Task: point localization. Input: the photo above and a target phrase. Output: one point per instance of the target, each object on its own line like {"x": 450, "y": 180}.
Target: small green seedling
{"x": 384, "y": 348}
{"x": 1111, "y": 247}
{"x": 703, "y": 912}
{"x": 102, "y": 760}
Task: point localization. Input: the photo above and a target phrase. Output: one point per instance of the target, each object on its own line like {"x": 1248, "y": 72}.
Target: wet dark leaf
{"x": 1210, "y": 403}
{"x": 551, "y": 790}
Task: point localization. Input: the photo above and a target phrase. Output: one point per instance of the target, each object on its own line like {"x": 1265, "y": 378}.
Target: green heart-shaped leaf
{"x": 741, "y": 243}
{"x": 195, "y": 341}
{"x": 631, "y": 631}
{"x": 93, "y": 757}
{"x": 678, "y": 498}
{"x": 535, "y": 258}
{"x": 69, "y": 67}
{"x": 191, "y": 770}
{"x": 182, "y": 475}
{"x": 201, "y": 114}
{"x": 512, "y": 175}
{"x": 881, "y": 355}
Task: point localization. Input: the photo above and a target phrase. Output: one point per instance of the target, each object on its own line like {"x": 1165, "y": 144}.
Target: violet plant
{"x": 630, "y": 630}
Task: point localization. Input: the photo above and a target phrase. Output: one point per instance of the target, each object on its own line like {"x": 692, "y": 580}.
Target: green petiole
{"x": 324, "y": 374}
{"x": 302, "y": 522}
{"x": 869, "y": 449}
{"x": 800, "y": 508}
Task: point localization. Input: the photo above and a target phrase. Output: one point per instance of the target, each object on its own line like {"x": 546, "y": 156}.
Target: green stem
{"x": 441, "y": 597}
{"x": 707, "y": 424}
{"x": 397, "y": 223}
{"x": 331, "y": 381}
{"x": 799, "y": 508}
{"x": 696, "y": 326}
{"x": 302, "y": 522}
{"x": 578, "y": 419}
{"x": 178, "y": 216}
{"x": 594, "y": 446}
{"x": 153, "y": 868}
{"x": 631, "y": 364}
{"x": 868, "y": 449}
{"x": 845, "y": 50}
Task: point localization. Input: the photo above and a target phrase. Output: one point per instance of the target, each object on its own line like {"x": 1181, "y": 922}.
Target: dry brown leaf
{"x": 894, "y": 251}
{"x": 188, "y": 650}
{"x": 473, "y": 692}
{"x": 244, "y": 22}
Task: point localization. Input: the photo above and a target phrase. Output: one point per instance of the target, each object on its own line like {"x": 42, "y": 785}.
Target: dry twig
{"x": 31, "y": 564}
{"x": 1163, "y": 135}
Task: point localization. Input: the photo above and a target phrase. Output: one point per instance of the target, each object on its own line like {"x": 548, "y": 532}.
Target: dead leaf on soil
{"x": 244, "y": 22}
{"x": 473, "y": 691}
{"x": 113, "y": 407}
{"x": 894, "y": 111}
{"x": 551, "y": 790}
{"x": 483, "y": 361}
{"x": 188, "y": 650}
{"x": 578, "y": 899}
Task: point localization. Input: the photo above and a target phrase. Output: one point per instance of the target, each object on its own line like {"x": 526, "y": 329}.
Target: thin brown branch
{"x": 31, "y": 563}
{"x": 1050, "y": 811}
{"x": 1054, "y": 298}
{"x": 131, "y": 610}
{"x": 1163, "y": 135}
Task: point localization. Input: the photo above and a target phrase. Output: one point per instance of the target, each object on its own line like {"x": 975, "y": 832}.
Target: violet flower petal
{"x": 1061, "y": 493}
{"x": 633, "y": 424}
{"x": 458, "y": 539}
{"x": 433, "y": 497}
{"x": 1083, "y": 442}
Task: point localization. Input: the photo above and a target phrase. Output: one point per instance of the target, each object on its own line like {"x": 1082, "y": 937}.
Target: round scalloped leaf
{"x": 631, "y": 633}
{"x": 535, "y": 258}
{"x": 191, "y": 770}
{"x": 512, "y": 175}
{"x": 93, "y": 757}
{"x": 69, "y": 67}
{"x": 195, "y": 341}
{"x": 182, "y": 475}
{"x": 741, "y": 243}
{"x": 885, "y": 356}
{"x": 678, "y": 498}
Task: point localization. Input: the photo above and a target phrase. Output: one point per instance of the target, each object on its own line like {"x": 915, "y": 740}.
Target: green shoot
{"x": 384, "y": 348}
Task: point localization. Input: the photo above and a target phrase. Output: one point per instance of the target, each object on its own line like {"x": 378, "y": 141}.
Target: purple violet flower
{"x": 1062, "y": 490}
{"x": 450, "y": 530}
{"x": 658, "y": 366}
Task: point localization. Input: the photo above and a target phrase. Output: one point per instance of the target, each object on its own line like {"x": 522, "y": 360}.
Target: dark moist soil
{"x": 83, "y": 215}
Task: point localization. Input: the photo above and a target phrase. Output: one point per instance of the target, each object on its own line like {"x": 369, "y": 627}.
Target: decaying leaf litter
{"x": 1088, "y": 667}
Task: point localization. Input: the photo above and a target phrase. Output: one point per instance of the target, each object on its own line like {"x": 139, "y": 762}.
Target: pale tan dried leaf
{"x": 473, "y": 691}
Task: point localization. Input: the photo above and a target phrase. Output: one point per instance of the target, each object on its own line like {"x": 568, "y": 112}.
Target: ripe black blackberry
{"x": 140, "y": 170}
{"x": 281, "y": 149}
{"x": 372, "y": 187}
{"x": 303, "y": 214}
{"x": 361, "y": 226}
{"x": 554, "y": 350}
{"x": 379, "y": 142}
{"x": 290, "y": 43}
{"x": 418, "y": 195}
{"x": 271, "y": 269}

···

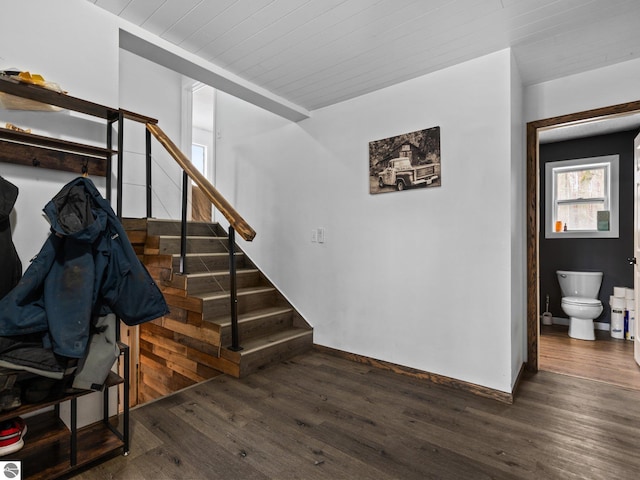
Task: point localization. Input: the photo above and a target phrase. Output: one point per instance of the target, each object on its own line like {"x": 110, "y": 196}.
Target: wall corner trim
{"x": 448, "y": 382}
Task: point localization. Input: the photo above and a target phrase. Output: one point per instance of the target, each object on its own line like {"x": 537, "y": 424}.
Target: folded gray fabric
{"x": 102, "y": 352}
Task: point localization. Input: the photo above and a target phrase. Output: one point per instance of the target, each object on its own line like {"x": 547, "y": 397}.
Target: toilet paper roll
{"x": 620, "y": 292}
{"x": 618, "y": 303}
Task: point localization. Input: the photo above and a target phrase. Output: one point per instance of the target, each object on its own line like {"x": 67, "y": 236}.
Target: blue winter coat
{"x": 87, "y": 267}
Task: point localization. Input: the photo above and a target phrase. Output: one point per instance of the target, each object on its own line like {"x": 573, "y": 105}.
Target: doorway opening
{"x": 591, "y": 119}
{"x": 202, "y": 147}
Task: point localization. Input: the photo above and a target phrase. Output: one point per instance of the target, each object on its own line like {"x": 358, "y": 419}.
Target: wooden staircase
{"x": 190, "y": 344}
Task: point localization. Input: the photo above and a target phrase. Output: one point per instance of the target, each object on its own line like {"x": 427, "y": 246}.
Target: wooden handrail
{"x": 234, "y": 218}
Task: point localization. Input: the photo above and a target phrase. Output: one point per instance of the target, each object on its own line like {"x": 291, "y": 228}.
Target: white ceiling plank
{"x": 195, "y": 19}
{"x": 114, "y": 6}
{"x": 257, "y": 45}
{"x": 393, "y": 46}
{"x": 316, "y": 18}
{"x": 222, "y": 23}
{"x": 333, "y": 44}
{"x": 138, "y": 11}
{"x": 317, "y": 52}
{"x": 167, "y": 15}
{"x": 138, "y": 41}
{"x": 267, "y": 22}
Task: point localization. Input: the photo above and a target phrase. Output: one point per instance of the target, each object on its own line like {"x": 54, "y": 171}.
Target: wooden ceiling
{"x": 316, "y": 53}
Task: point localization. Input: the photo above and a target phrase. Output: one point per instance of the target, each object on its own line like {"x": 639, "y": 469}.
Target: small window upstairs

···

About this task =
In the listing above, find the line containing "Target: wooden handrail" and the line containing "Target: small window upstairs". Output them and every line between, exactly, and nothing else.

Output below =
Target: wooden handrail
{"x": 234, "y": 218}
Task: point localization. Input: the photo above and a target phrase. Output: one point per instance of the target, each object on its own line like {"x": 291, "y": 228}.
Target: white ceiling plank
{"x": 195, "y": 19}
{"x": 114, "y": 6}
{"x": 257, "y": 45}
{"x": 393, "y": 46}
{"x": 316, "y": 18}
{"x": 222, "y": 23}
{"x": 333, "y": 44}
{"x": 138, "y": 11}
{"x": 317, "y": 52}
{"x": 167, "y": 15}
{"x": 138, "y": 41}
{"x": 267, "y": 22}
Task: point localization. Input: the photo above and a target phrase. Output: one point per instance of the target, each object on its own line like {"x": 54, "y": 171}.
Target: wooden ceiling
{"x": 316, "y": 53}
Task: point localization. Input: the photo above and a target phrase. Output: one point per instance of the target, each object on its own line like {"x": 639, "y": 469}.
Target: small window upstairs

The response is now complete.